=== Supplied passage ===

------------------------------------------------------------

Six others appear twice on the Super Season list: Mookie Betts, Eric Davis, Carlos Gonzalez, Rickey Henderson, Dave Parker, and Larry Walker. Betts, Henderson, and Walker are among the leaders in 4D Seasons. Henderson and Walker are Hall of Famers, and Betts is well on his way to joining them. Both Parker and Davis dominated the National League with back-to-back Super Seasons. Parker was a tall, graceful outfielder who fit “The Natural” mold. Tragically, cocaine truncated his career trajectory.21 He went from averaging almost seven fWAR from 1977 to 1979 to less than one fWAR over the next four years. Much like Jackson, Davis’s exceptional athleticism inspired hyperbole: he was the “perfect baseball player.”22 But also like Bo, Davis came to know injuries that prematurely ended his prime years. Gonzalez’s two Super Seasons are less dominant. To be sure, CarGo established himself as a power-speed star with four consecutive 20–20 seasons from 2010 to 2013. However, in the Super Seasons that bookended his peak, he barely reached the OBP+ threshold, and relied on Gold Gloves because his defensive metrics would not have qualified.

Another player whose superiority was brief but spectacular is Jacoby Ellsbury. Ellsbury is the only player whose sole 4D Season, 2011, was also a Super Season. He led MLB in fWAR, became the first Red Sox to join the 30–30 club, won a Gold Glove, and a Silver Slugger, and made the American League All-Star team. As Boston sportswriter John Tomase put it, “He was Mookie before Mookie.”23 But these were all one-time accomplishments for Ellsbury, whose career was plagued by injury before and after his Super Season.

------------------------------------------------------------

=== Dataset excerpt ===
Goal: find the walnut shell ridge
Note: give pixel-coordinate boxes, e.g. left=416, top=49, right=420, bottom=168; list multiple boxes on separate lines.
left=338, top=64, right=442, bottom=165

------------------------------------------------------------

=== Requirement 1 ===
Condense the paragraph in the baseball passage that begins "Another player whose superiority was brief" into a short bulleted list, keeping its main facts.
=== Requirement 2 ===
Answer these from the baseball passage:
(a) Which two players on the Super Season list does it call Hall of Famers?
(b) What does it say cut short Dave Parker's career?
(c) In what year was Jacoby Ellsbury's only 4D Season?
=== Requirement 3 ===
Write the next paragraph of the passage on baseball's Super Seasons, picking up after its last sentence.
The listing has no connection to the baseball passage.

=== Exercise answer 1 ===
- Jacoby Ellsbury's superiority was brief but spectacular.
- He is the only player whose sole 4D Season (2011) was also a Super Season.
- In 2011 he led MLB in fWAR, became the first Red Sox player in the 30–30 club, won a Gold Glove and a Silver Slugger, and made the American League All-Star team.
- Sportswriter John Tomase said, "He was Mookie before Mookie."
- These were one-time accomplishments, as injuries plagued his career before and after that season.

=== Exercise answer 2 ===
(a) Rickey Henderson and Larry Walker.
(b) Cocaine.
(c) 2011.

=== Exercise answer 3 ===
The most decorated Super Season is Alex Rod-riguez’s 2003 campaign. Like Murphy in 1983, Barry Bonds in 1990 and 1992, Walker in 1997, and Betts in 2018, A-Rod won an MVP, a Gold Glove and a Silver Slugger in 2003. His was, however, the only Super Season to receive the Hank Aaron Award, given to the best hitter in each league.24 The most fWAR among Super Seasons is 10.5, a level reached by Mays in 1962 and Betts in 2018.

The least respected Super Season is Bobby Abreu’s 2000 campaign. It is the only Super Season that wears a Golden Sombrero. That is, Abreu’s Super Season struck out four times: he didn’t make the All-Star game, get any MVP votes, win a Gold Glove Award, or win a Silver Slugger Award. The Rodney Dangerfield treatment isn’t limited to his Super Season, as his long career of excellent all-around play has also gone underappreciated by Hall of Fame voters.25


Table 4 4D Eras



Based on this inventory of the greatest 4D players since integration, I’ve divided the 1947–2022 period into 10 eras, each defined by the dominance of its namesake.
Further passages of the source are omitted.